-- Records for this task follows --
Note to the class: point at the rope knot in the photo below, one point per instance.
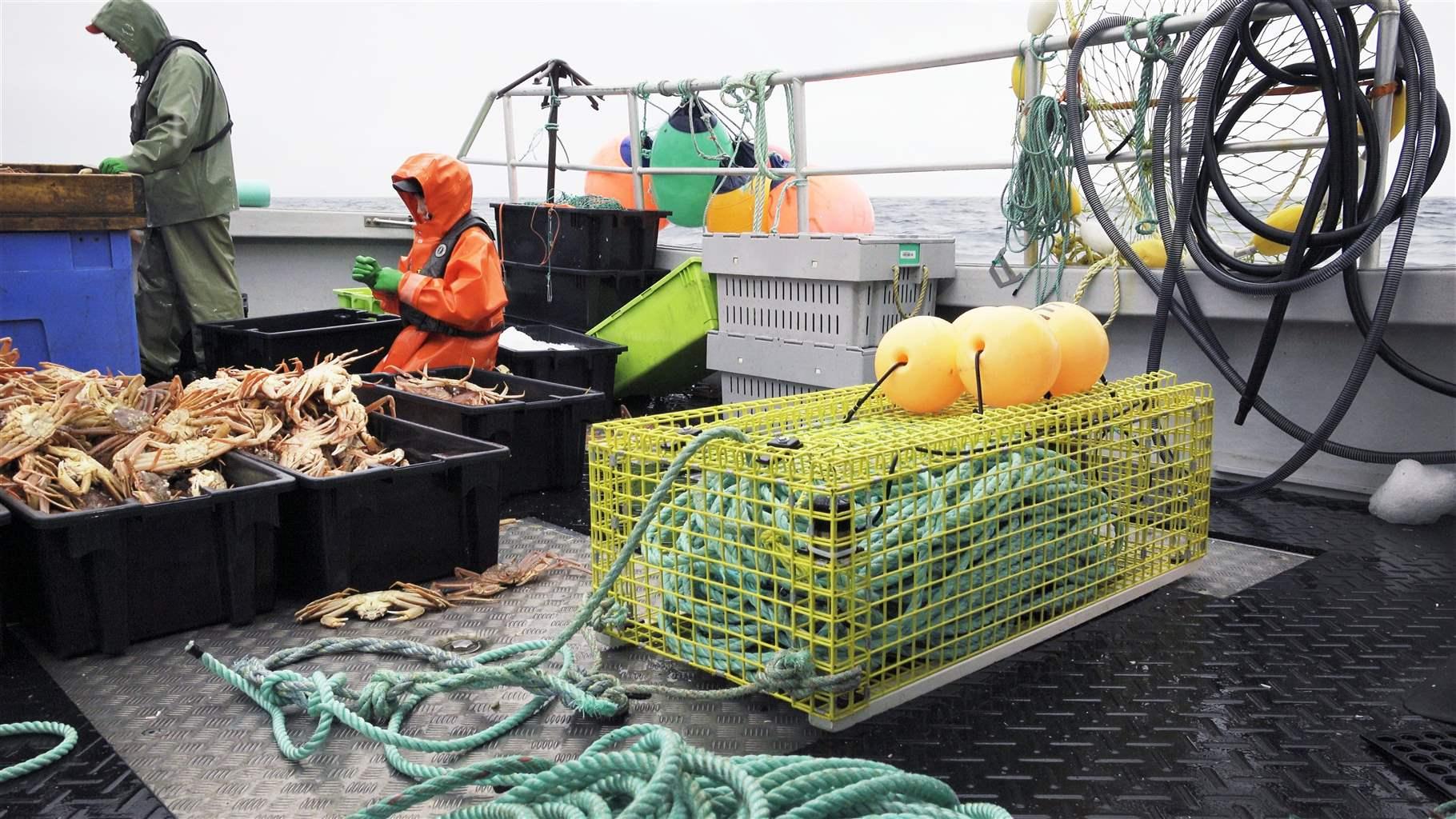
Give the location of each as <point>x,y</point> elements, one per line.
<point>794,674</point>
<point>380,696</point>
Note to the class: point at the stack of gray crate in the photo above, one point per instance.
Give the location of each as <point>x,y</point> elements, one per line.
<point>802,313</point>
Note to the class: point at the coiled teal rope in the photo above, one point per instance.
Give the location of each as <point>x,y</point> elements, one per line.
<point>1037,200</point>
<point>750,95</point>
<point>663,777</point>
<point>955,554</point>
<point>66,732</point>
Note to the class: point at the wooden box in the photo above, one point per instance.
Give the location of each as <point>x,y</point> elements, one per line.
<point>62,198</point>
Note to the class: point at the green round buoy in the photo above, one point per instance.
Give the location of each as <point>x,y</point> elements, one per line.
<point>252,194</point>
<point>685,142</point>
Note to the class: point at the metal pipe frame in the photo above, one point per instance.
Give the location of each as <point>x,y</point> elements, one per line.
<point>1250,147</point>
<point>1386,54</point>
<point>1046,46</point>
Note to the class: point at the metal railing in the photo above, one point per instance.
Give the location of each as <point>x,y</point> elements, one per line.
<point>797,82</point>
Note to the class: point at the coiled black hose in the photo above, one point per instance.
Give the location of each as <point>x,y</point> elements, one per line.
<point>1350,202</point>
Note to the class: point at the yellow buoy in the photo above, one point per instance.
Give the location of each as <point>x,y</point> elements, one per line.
-- Records for this task concluded --
*Work instructions*:
Exactly the lines from the one that holds "Note to the class: point at the yellow" through the final line of the records above should be written out, and only those.

*Output of the task*:
Note to the class: point at the yellow buoy in the photo above, one point per instance.
Give the location of each as <point>x,y</point> elements, one per line.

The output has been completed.